TO BE DONE — Rewrite all of the data below as a numbered list, skipping any blank lines. Leave the pictures out of your answer.

BEGIN DATASET RECORDS

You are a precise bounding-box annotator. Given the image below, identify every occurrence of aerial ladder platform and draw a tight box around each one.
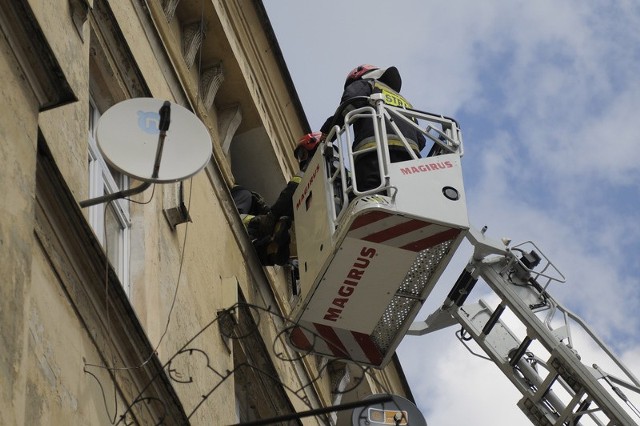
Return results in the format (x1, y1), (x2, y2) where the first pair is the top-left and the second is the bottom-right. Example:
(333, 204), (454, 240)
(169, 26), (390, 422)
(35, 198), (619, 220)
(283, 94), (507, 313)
(290, 95), (469, 367)
(288, 95), (640, 426)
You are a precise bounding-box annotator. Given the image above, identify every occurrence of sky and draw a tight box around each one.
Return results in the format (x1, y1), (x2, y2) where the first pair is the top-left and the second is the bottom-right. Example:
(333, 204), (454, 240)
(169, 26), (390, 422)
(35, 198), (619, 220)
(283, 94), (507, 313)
(263, 0), (640, 426)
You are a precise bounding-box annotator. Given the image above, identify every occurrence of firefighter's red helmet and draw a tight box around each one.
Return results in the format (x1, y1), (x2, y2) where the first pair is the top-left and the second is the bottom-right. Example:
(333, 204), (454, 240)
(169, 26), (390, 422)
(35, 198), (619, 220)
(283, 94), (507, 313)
(293, 132), (323, 167)
(344, 64), (402, 92)
(344, 64), (380, 87)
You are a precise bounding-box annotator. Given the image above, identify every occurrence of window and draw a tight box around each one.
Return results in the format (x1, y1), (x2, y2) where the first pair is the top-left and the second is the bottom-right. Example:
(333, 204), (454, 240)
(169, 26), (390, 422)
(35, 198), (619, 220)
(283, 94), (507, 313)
(89, 99), (131, 294)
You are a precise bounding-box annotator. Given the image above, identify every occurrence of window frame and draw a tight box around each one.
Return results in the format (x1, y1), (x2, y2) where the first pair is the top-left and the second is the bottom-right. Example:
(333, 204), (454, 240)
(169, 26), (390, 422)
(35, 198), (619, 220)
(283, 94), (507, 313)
(88, 96), (132, 296)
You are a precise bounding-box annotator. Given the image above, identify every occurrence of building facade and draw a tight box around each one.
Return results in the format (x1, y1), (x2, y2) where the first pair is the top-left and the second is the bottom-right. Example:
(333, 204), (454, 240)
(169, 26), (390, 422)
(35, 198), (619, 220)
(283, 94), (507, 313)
(0, 0), (411, 425)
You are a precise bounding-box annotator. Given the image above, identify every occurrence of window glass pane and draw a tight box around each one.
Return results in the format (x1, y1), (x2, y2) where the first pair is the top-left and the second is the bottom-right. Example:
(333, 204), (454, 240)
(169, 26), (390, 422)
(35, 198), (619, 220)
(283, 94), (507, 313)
(104, 203), (122, 275)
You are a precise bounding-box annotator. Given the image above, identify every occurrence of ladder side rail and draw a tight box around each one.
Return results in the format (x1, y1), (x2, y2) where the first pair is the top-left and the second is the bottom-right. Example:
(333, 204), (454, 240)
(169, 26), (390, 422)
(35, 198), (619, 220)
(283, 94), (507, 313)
(386, 105), (462, 156)
(385, 107), (459, 158)
(343, 106), (388, 197)
(448, 290), (604, 426)
(555, 301), (640, 394)
(477, 261), (633, 424)
(327, 125), (351, 229)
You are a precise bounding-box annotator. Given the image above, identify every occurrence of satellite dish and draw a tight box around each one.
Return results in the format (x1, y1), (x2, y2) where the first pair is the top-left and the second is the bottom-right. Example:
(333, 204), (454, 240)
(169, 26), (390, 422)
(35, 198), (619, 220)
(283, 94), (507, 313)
(96, 98), (211, 183)
(351, 395), (427, 426)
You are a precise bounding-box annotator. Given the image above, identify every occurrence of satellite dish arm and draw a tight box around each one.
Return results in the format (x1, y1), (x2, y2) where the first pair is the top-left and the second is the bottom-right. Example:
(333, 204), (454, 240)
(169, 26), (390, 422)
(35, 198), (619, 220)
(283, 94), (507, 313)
(80, 101), (171, 208)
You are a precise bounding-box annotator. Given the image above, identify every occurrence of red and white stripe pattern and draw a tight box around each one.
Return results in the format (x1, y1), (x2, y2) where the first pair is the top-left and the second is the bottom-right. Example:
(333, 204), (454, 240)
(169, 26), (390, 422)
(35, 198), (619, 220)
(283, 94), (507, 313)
(347, 210), (460, 252)
(289, 323), (384, 366)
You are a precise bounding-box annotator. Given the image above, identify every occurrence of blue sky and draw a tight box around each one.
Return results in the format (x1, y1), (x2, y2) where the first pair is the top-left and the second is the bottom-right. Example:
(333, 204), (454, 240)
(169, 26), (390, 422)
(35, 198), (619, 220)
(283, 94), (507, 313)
(264, 0), (640, 425)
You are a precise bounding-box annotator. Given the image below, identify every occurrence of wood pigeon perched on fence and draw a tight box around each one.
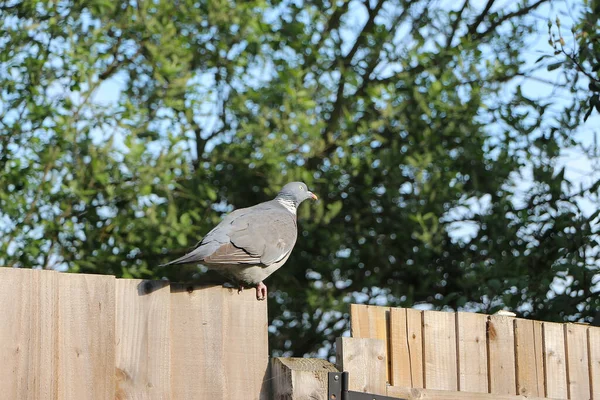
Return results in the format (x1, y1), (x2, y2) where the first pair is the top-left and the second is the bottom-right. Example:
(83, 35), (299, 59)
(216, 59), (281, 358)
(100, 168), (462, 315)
(162, 182), (317, 300)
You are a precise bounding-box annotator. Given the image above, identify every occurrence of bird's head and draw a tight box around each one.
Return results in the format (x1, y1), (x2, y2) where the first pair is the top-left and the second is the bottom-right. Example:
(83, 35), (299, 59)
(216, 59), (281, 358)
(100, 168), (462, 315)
(276, 182), (318, 207)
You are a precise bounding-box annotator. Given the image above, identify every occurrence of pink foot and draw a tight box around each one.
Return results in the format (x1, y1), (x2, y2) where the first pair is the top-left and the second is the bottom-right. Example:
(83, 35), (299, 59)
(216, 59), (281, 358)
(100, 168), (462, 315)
(256, 282), (267, 300)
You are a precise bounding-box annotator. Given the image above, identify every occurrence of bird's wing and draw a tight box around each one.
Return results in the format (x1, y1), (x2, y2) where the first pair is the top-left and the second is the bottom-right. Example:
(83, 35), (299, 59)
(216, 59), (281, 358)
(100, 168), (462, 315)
(166, 201), (298, 267)
(229, 205), (298, 266)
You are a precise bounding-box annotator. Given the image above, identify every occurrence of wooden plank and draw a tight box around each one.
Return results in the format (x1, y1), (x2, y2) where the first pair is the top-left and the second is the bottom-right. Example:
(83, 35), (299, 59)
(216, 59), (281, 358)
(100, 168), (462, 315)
(423, 311), (458, 391)
(58, 273), (115, 399)
(0, 268), (58, 399)
(271, 357), (337, 400)
(335, 337), (387, 395)
(456, 312), (488, 393)
(115, 279), (171, 399)
(350, 304), (392, 381)
(387, 386), (559, 400)
(220, 288), (271, 400)
(587, 326), (600, 400)
(514, 318), (544, 396)
(563, 324), (591, 399)
(389, 308), (423, 387)
(171, 285), (269, 400)
(542, 322), (568, 399)
(488, 315), (517, 394)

END DATASET RECORDS

SOLUTION TO THIS TASK —
1. You are a precise bounding-box annotator. Given the image below, identify every occurrence of aerial ladder platform and draw a tight box around each one.
2. Return results in the format (x1, y1), (x2, y2) where the first pair is the top-left and the second is the bottom-right. Example:
3. (333, 204), (454, 240)
4. (169, 26), (390, 422)
5. (35, 198), (619, 220)
6. (283, 94), (507, 313)
7. (290, 95), (469, 367)
8. (288, 95), (640, 426)
9. You are a precise bounding-box annotator. Given the image above, identify every occurrence of sky and draw a tight box around each one.
10. Return results in the format (x1, y1), (x2, y2) where the first pair is the top-left and the second is the bottom-right. Example:
11. (333, 204), (454, 240)
12. (169, 26), (390, 422)
13. (35, 198), (619, 220)
14. (283, 94), (507, 313)
15. (263, 0), (640, 426)
16. You are a precise bounding-box annotator. Given the image above, identify every occurrence of firefighter's red helmet and draw a tight box around each one.
17. Return results in the format (x1, y1), (x2, y2) where the first pair is the top-left and the second is the bottom-right. Example:
18. (333, 204), (454, 240)
19. (169, 26), (390, 422)
20. (35, 198), (619, 220)
21. (283, 94), (507, 313)
22. (293, 132), (323, 167)
23. (344, 64), (402, 92)
24. (344, 64), (380, 87)
25. You are a precise bounding-box annotator. Given the image above, identify every occurrence of window and draw a tight box around each one.
26. Return results in the format (x1, y1), (x2, y2) where the first pair is the top-left and the second is the bottom-right. Example:
27. (333, 204), (454, 240)
28. (169, 26), (390, 422)
29. (35, 198), (619, 220)
30. (283, 94), (507, 313)
31. (89, 99), (131, 294)
32. You are a precise bounding-box annotator. Given the image above, identify every occurrence of window frame and draw a tight box around each one.
33. Return results in the format (x1, y1), (x2, y2) where the first pair is the top-left and the second is the bottom-right. Example:
34. (333, 204), (454, 240)
35. (169, 26), (390, 422)
36. (35, 198), (619, 220)
37. (283, 94), (507, 313)
38. (88, 96), (132, 296)
39. You are a precise bounding-box annotator. Given the image above, identify every occurrence of building facade and draw a tight box around each one.
40. Return results in the format (x1, y1), (x2, y2) where the first pair is the top-left and the second is the bottom-right. Example:
41. (333, 204), (454, 240)
42. (169, 26), (390, 422)
43. (35, 198), (619, 220)
44. (283, 94), (507, 313)
45. (0, 0), (411, 425)
46. You are a precise bounding-box annotator. Given the image above, identify every occurrence of window glass pane and draw a tight box around each one.
47. Return results in the format (x1, y1), (x2, y2) where the first pair is the top-left and the second is the bottom-right. Example:
48. (333, 204), (454, 240)
49. (169, 26), (390, 422)
50. (35, 198), (619, 220)
51. (283, 94), (507, 313)
52. (104, 203), (122, 275)
53. You are a precise bounding-box annotator. Given the image above, identify every occurrence of ladder side rail and draw a tight box around each one.
54. Return results in the format (x1, y1), (x2, y2) where the first pair is the top-left and the second is the bottom-right. Example:
55. (333, 204), (454, 240)
56. (169, 26), (390, 422)
57. (35, 198), (619, 220)
58. (283, 94), (507, 313)
59. (386, 105), (462, 156)
60. (385, 107), (459, 158)
61. (343, 106), (388, 197)
62. (448, 290), (604, 426)
63. (555, 301), (640, 394)
64. (477, 261), (633, 424)
65. (327, 125), (351, 229)
66. You are a precise bounding-box annotator. Given the image above, identify every occurrence of satellite dish and draw a tight box around each one.
67. Return results in the format (x1, y1), (x2, y2) where the first pair is the top-left and the second is the bottom-right. Example:
68. (333, 204), (454, 240)
69. (169, 26), (390, 422)
70. (35, 198), (619, 220)
71. (283, 94), (507, 313)
72. (96, 98), (211, 183)
73. (351, 395), (427, 426)
74. You are a precise bounding-box annotator. Given the image above, identify every occurrence of satellite dish arm and draw a tight box around each one.
75. Return results in the format (x1, y1), (x2, y2) where the first pair is the top-left and the second is the bottom-right. Example:
76. (333, 204), (454, 240)
77. (169, 26), (390, 422)
78. (35, 198), (619, 220)
79. (283, 94), (507, 313)
80. (80, 101), (171, 208)
81. You are a precise bounding-box annotator. Given the image above, identify every occurrence of red and white stripe pattern and draw a tight box around each one.
82. Return results in the format (x1, y1), (x2, y2) where the first pair is the top-left and the second is the bottom-right. Example:
83. (333, 204), (454, 240)
84. (169, 26), (390, 422)
85. (35, 198), (619, 220)
86. (283, 94), (507, 313)
87. (347, 210), (460, 252)
88. (289, 323), (384, 366)
89. You are a precise bounding-box annotator. Given the image above, identify every occurrence of blue sky and draw a tight box around each one.
90. Return results in the format (x1, y1), (x2, y2) where the first pair is the top-left and the second is the bottom-right. Example:
91. (333, 204), (454, 240)
92. (169, 26), (390, 422)
93. (35, 198), (619, 220)
94. (283, 94), (507, 313)
95. (264, 0), (640, 425)
96. You are a precise bounding-box annotator. Given the image below, identify every occurrence of wood pigeon perched on fence and draw a tight box around each one.
97. Return results in the format (x1, y1), (x2, y2) where the first pair is the top-left and the second is the bottom-right. Example:
98. (83, 35), (299, 59)
99. (216, 59), (281, 358)
100. (100, 168), (462, 315)
101. (162, 182), (317, 300)
102. You are a precise bounding-box annotator. Given the image above, identify every occurrence of bird's head and draw a tight box around each one.
103. Return results in the format (x1, y1), (x2, y2) where the first pair is the top-left and the second is the bottom-right. Example:
104. (83, 35), (299, 59)
105. (216, 59), (281, 358)
106. (100, 168), (462, 315)
107. (276, 182), (318, 207)
108. You are a precise bounding-box annotator. Given the image above, identify every occurrence of pink foot and draw a tight box around each one.
109. Return results in the format (x1, y1), (x2, y2) where the first pair is the top-left and the second is the bottom-right. Example:
110. (83, 35), (299, 59)
111. (216, 59), (281, 358)
112. (100, 168), (462, 315)
113. (256, 282), (267, 300)
114. You are a precise bounding-box annotator. Given the image above, identify every occurrence of bird's wing and draw a tight box around each one.
115. Return results in the format (x1, y1), (x2, y2) where the first pair is the top-left and the second is the bottom-right. Example:
116. (83, 35), (299, 59)
117. (216, 59), (281, 358)
118. (100, 168), (462, 315)
119. (166, 201), (298, 267)
120. (229, 205), (298, 266)
121. You are a precise bounding-box annotator. Given the image above, identify every occurrence of wooden plank and draw a tight box around each one.
122. Return results in the format (x1, y1), (x2, y2) where the first pair is the top-left and the second is the bottom-right. Example:
123. (83, 35), (299, 59)
124. (216, 59), (281, 358)
125. (100, 168), (462, 315)
126. (423, 311), (458, 391)
127. (58, 273), (115, 399)
128. (0, 268), (58, 399)
129. (271, 357), (337, 400)
130. (335, 337), (387, 395)
131. (456, 312), (488, 393)
132. (115, 279), (171, 399)
133. (350, 304), (392, 381)
134. (387, 386), (559, 400)
135. (220, 288), (271, 400)
136. (587, 326), (600, 400)
137. (514, 318), (544, 396)
138. (563, 324), (591, 399)
139. (389, 308), (423, 387)
140. (171, 285), (269, 400)
141. (542, 322), (568, 399)
142. (488, 315), (517, 394)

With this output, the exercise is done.